Oh snap! You just got dumped. Ouch. Want me to kiss your bo bo? I know it hurts. I know the first question you are asking is, “Why?”…”For the love of God, Why?”. Oh, don’t worry, “It’s not you, it’s me, baby”. It doesn’t matter what they tell us, it will never be good enough. There will never be a good enough explanation for being dumped. I know what it feels like, I’ve been there. There’s something about rejection that leaves the worst taste in my mouth or maybe it was the squash I just ate. Regardless of your sex, age or race, there is no discrimination when it comes to rejection. So, you just got dumped, now what?
Take It Like A Champ: I know, I know what you want to do. You want to pull your hair out and scream to the world, “Whhhhy” (in slow motion of course). Why is the first question we all ask. Don’t expect to get an answer that will give you closure, this usually never happens. They have probably been thinking about dumping you for months, so by the time you pop the “why” question, they probably won’t have the answer. Even if they did have an answer, it probably wouldn’t satisfy you.

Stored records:
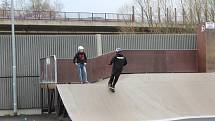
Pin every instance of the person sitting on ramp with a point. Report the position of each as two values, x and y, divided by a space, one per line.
118 61
80 60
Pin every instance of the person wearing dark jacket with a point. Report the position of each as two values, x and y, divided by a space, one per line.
80 60
118 62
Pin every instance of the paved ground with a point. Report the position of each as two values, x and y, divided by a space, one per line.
34 118
201 119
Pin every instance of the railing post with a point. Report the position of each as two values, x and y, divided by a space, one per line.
175 16
79 16
105 16
133 12
50 15
99 44
65 16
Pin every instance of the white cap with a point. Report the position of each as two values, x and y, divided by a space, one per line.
118 50
80 48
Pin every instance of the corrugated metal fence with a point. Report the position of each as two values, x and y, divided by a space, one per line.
30 48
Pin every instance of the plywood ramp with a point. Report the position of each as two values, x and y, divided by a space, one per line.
141 97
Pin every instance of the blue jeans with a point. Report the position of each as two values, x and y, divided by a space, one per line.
82 72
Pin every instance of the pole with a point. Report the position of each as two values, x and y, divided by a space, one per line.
14 59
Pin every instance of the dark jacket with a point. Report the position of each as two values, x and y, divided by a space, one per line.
118 62
80 57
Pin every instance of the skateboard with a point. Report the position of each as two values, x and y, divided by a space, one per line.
111 89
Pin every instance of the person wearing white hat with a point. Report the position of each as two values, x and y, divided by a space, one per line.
118 61
80 60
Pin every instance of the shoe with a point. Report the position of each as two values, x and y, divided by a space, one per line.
112 89
109 85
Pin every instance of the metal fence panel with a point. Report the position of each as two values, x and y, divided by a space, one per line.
30 48
6 93
149 42
5 56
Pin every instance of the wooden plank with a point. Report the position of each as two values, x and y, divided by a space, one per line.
141 97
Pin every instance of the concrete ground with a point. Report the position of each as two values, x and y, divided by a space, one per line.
44 117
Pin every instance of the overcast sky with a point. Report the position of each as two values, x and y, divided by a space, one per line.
93 5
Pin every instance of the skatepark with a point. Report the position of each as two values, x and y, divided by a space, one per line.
141 97
172 87
164 80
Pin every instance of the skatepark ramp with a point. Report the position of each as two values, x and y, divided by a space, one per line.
141 97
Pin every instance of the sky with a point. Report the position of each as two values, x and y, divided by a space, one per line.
103 6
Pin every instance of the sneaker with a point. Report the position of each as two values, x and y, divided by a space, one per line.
112 89
109 85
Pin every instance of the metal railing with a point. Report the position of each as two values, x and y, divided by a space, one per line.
66 16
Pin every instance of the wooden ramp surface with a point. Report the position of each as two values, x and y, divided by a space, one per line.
141 97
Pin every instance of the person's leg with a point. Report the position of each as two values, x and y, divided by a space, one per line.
85 74
110 83
116 78
80 72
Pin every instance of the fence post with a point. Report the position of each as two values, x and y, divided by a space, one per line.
159 15
79 16
133 14
99 44
105 16
175 16
167 15
142 14
183 12
151 20
64 15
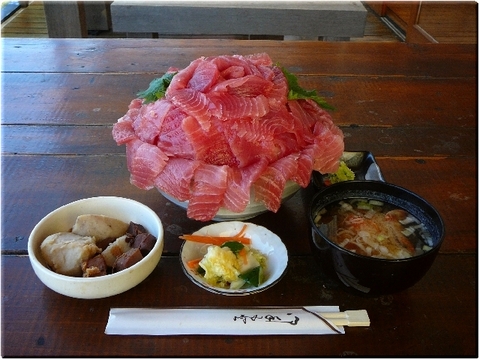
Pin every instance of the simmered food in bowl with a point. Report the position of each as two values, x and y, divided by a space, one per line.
63 219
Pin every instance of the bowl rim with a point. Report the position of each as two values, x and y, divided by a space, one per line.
340 185
34 258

Exercise set >>
1. In the post about getting dumped, how long has the person ending the relationship probably been thinking about it?
2. Write the next part of the post about getting dumped, picking up after its last sentence.
The entries have no connection to the post about getting dumped.

Answers provided >>
1. For months.

2.
Look, you’ve gone this long without being classified as “psycho”, so don’t go there. Whatever you do, do not go into psycho mode. This would include setting clothes on fire, bawling, screaming profanities, begging them to take you back,etc. I can’t express to you how important it is to keep your cool. Rejection alone is bad enough, there’s no reason to wallow in it. If someone straight up dumps you, why don’t you say, “I was kind of thinking the same thing”. This way there is some sort of balance to it and you can have them walking away feeling a little rejected themselves. Doesn’t feel too good now, does it?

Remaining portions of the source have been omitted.